What this task involves. Copy out the data from the line containing "target: snow-covered ground" down through the line containing "M93 43L90 47L85", putting "snow-covered field" in place of each "snow-covered ground" and keeping all else the same.

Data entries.

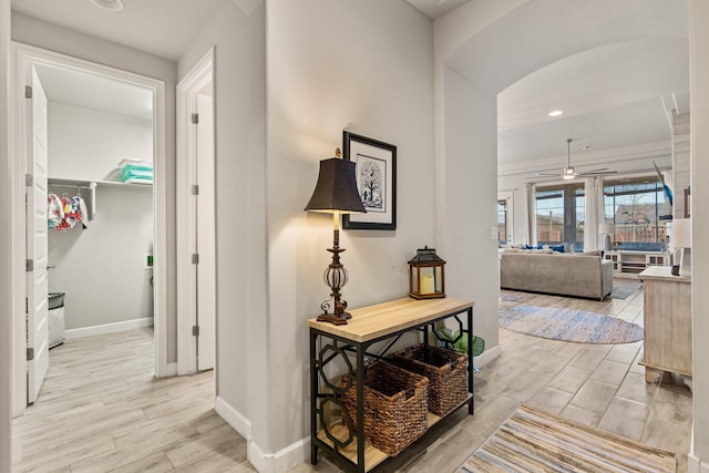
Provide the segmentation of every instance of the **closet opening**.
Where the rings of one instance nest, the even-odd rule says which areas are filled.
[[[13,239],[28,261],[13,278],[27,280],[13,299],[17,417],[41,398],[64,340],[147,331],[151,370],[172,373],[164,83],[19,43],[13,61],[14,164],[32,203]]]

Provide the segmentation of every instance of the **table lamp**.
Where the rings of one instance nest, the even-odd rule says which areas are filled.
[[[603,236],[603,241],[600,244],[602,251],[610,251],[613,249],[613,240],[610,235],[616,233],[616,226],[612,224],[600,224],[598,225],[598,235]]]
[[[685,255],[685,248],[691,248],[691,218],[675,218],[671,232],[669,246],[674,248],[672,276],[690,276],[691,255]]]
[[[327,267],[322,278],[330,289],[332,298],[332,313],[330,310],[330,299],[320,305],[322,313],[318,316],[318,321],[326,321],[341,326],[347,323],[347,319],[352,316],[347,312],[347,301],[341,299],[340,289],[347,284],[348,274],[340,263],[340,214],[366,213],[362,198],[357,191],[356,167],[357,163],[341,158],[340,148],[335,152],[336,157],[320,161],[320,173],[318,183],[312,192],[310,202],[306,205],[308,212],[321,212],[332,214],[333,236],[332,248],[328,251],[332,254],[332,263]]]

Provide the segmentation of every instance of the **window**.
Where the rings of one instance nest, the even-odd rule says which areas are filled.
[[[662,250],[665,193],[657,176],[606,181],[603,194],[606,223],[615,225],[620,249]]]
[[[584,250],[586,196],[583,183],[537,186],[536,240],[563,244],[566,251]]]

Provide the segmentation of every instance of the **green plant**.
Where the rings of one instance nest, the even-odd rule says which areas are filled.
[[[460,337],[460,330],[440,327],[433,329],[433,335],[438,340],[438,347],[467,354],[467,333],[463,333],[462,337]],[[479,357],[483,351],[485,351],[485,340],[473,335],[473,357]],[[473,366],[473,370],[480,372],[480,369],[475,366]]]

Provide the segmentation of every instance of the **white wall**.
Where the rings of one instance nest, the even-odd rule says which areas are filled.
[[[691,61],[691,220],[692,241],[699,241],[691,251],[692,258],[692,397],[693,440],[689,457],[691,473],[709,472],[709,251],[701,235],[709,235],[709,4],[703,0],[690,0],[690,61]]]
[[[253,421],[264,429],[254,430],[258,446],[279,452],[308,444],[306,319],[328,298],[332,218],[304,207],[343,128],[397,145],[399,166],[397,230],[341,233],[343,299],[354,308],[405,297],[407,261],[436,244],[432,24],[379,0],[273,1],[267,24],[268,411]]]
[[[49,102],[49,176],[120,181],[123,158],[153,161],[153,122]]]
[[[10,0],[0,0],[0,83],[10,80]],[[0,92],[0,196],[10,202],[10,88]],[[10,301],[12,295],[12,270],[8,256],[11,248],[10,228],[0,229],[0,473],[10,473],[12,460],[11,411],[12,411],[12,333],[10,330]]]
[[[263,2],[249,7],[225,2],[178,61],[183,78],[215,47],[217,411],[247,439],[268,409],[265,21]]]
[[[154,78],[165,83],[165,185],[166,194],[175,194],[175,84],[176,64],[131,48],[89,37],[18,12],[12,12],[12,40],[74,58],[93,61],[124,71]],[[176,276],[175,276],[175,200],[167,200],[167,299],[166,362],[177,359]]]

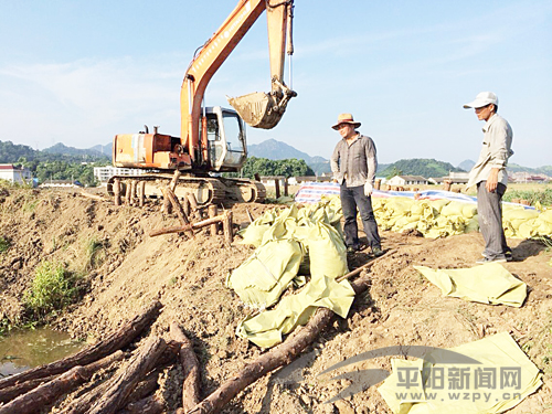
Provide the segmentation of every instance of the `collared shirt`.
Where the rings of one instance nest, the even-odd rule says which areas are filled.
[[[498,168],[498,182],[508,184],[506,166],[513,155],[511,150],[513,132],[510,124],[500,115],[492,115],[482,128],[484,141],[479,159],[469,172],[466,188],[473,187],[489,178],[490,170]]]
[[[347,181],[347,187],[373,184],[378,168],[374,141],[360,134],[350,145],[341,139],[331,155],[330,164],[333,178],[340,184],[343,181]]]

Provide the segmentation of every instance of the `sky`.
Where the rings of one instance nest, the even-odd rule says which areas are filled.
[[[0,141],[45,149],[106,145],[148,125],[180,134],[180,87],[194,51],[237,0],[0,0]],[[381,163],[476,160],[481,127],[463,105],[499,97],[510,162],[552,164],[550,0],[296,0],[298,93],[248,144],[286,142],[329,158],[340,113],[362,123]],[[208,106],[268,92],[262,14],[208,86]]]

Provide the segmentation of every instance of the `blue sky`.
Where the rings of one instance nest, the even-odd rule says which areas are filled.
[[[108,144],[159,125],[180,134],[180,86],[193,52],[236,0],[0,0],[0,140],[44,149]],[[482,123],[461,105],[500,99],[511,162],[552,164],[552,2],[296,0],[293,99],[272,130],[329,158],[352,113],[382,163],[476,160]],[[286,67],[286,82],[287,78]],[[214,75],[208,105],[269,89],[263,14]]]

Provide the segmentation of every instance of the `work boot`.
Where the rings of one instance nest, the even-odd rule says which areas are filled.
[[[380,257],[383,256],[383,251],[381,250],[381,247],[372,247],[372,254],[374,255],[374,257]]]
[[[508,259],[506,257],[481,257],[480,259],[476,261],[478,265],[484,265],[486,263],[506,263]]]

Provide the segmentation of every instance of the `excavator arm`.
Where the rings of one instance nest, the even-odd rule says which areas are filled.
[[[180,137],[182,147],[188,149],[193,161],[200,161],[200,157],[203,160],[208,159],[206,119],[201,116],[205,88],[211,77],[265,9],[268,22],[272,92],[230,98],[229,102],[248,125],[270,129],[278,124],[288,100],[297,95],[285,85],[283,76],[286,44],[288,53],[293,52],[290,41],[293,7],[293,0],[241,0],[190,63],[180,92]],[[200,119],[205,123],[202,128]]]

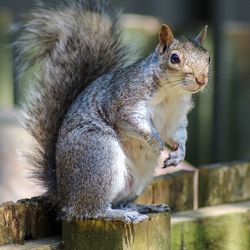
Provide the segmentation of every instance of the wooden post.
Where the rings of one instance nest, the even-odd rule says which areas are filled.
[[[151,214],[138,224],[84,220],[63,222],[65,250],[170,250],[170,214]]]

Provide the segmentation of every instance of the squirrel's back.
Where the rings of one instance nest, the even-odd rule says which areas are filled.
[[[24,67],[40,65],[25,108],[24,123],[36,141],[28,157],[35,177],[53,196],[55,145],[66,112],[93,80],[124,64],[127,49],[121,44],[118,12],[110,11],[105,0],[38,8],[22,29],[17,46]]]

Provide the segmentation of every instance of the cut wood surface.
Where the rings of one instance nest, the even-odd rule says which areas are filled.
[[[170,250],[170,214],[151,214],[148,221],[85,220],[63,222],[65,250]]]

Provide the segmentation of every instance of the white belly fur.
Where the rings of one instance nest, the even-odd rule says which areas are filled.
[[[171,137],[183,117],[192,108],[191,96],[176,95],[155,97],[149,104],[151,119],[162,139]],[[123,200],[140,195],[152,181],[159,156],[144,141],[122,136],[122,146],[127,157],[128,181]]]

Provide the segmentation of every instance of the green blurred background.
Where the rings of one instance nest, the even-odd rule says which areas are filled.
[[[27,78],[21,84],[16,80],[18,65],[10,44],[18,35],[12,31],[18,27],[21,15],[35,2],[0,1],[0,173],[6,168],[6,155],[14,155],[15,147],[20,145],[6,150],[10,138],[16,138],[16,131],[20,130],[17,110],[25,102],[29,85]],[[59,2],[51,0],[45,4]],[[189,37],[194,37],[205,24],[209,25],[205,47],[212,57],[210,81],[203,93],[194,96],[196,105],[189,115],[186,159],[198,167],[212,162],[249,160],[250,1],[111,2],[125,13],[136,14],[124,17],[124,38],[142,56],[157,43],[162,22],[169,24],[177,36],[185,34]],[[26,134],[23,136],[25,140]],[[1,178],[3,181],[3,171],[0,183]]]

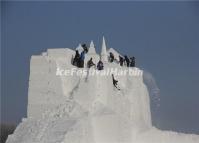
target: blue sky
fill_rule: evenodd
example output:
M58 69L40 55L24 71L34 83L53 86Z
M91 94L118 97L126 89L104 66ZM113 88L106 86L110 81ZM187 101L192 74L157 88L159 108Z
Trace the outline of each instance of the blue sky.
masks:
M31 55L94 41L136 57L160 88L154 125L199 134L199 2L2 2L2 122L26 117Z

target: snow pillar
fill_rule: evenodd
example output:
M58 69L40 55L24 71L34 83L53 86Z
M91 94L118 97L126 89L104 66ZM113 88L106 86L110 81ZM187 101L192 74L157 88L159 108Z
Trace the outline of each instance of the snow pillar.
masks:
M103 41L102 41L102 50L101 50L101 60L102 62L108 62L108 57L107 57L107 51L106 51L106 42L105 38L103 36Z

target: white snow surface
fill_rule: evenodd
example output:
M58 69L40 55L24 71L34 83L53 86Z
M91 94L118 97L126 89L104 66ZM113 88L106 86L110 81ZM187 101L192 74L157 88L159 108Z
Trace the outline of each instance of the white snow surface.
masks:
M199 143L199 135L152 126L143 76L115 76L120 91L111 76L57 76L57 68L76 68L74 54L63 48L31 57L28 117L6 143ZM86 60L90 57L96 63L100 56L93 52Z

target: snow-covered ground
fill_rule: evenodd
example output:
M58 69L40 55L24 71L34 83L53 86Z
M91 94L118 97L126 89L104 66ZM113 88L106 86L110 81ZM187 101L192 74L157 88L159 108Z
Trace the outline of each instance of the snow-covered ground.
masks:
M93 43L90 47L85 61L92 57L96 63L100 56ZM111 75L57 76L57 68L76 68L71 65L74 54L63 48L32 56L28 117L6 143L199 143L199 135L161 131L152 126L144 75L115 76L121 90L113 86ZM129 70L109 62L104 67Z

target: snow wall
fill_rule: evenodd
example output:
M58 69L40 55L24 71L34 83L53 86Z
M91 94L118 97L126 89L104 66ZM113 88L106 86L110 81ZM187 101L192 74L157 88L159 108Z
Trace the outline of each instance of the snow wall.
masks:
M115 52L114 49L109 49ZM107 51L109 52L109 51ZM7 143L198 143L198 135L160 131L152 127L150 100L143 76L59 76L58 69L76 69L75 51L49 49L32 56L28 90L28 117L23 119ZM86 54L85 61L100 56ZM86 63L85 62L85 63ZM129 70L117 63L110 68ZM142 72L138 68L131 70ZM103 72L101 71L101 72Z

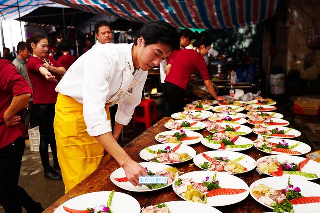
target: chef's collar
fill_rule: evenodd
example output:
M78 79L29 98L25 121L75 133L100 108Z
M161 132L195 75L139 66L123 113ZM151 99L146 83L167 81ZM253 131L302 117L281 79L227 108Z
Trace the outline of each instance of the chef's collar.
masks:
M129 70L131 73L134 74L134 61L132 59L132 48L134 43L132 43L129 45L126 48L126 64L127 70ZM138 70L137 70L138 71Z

Correct output.
target: snow-covered field
fill_rule: evenodd
example output:
M58 69L40 55L24 71L34 83L53 86Z
M91 94L118 97L126 89L104 66ZM113 88L106 86L110 81ZM187 101L192 74L157 88L159 108Z
Trace the outline of each instance of the snow-covered field.
masks:
M93 43L90 47L85 61L92 57L96 63L100 56ZM111 75L57 76L57 68L76 68L71 65L74 54L63 48L32 56L28 117L6 143L199 143L199 135L161 131L152 126L144 75L115 76L121 90L113 86ZM129 70L109 62L104 67Z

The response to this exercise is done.